In the entries that follow, which lines hold the string "Query"? List them.

━━━ DATA FOR ANALYSIS

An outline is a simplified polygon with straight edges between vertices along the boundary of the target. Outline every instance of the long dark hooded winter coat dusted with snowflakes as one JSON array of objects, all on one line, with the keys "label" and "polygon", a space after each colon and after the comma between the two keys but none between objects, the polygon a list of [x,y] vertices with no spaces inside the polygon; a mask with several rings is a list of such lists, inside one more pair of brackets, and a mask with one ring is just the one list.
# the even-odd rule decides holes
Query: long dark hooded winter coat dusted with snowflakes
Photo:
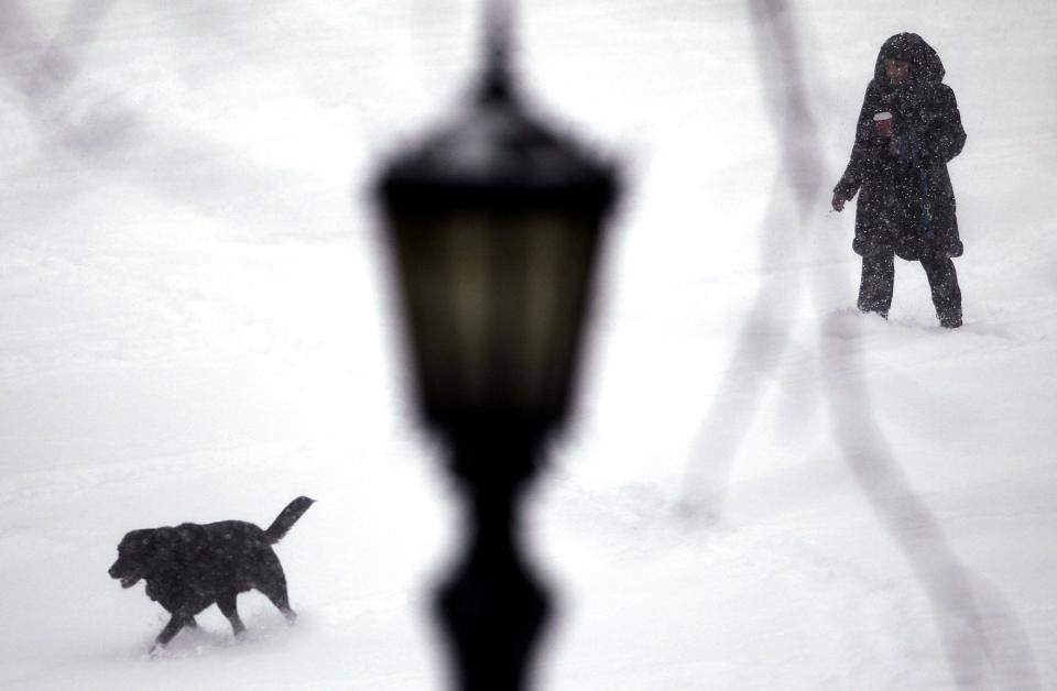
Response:
[{"label": "long dark hooded winter coat dusted with snowflakes", "polygon": [[[885,58],[909,63],[898,86],[884,73]],[[913,33],[881,46],[856,127],[851,161],[833,189],[846,199],[859,193],[854,251],[905,260],[960,256],[955,191],[947,162],[966,143],[955,92],[942,83],[944,64]],[[873,117],[891,112],[894,136],[876,132]]]}]

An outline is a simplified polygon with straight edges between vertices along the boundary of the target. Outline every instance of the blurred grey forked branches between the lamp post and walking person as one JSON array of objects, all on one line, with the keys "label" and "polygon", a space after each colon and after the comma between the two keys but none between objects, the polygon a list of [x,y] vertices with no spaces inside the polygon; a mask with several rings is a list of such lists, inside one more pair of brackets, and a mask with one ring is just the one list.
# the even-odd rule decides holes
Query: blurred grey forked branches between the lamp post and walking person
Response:
[{"label": "blurred grey forked branches between the lamp post and walking person", "polygon": [[[774,131],[782,142],[781,173],[761,233],[763,252],[771,256],[778,253],[792,256],[795,253],[792,245],[809,228],[809,216],[820,200],[828,199],[822,186],[822,147],[808,108],[797,28],[788,3],[750,0],[750,8],[761,83]],[[767,78],[770,75],[777,78]],[[809,286],[814,299],[844,289],[816,275]],[[778,293],[788,295],[793,289],[787,281],[778,283],[770,278],[761,289],[739,337],[739,349],[728,368],[730,374],[706,415],[698,458],[687,473],[684,504],[691,516],[704,511],[718,517],[730,464],[754,413],[748,410],[741,419],[732,420],[723,405],[724,396],[734,388],[744,395],[748,388],[751,399],[758,402],[788,341],[788,327],[769,319],[769,300]],[[859,341],[837,343],[826,337],[826,331],[827,325],[820,325],[821,362],[840,360],[852,365],[839,386],[831,379],[821,377],[833,437],[871,507],[928,597],[958,688],[1005,688],[1011,683],[1018,689],[1038,688],[1034,656],[1015,613],[992,592],[987,619],[981,614],[970,574],[948,545],[928,506],[914,493],[874,421],[870,393],[860,374],[865,365]],[[755,365],[755,372],[749,377],[738,374],[748,369],[743,366],[745,363]],[[1001,657],[992,649],[989,627],[1002,629],[1005,646]]]}]

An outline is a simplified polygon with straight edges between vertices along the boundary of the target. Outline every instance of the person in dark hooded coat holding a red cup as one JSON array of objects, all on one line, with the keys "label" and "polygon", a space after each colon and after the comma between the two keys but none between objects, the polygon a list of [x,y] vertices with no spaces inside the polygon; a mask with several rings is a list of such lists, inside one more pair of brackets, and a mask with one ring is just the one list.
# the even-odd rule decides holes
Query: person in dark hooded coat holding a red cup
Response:
[{"label": "person in dark hooded coat holding a red cup", "polygon": [[852,243],[862,256],[859,309],[887,317],[897,254],[922,263],[939,322],[957,328],[961,290],[950,257],[962,245],[947,162],[961,152],[966,131],[944,74],[939,55],[917,34],[884,42],[832,206],[841,211],[859,193]]}]

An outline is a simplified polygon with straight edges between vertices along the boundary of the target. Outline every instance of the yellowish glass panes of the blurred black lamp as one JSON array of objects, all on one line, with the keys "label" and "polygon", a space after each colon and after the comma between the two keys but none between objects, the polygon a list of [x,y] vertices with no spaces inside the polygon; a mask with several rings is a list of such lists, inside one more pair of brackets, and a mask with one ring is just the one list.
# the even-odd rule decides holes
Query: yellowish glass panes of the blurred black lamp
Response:
[{"label": "yellowish glass panes of the blurred black lamp", "polygon": [[560,416],[597,237],[575,220],[464,210],[397,221],[427,415]]}]

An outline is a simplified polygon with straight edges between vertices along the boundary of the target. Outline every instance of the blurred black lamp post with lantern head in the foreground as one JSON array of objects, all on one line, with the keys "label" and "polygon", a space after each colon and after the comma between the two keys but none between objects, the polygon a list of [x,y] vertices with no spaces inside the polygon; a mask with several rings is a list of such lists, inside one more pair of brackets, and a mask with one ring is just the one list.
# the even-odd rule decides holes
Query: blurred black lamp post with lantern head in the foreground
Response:
[{"label": "blurred black lamp post with lantern head in the foreground", "polygon": [[548,597],[517,502],[566,417],[614,172],[531,118],[509,70],[509,7],[462,114],[395,156],[378,195],[425,423],[467,501],[462,560],[437,608],[456,684],[526,687]]}]

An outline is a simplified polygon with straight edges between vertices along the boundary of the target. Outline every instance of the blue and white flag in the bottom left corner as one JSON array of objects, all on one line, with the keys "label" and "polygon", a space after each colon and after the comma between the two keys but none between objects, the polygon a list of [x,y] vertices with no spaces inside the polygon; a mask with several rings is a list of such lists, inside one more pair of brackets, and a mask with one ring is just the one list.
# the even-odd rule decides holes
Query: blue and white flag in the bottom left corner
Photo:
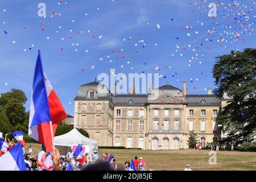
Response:
[{"label": "blue and white flag in the bottom left corner", "polygon": [[0,171],[26,171],[21,143],[0,158]]}]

━━━━━━

**RESULT**
Query: long dark hooded winter coat dusted with snowflakes
Query: blurred grey forked branches between the lamp post and walking person
Query: person in dark hooded coat holding a red cup
Query: yellowish glass panes of the blurred black lamp
Query: blurred black lamp post with lantern head in the foreground
Query: blue and white flag in the bottom left corner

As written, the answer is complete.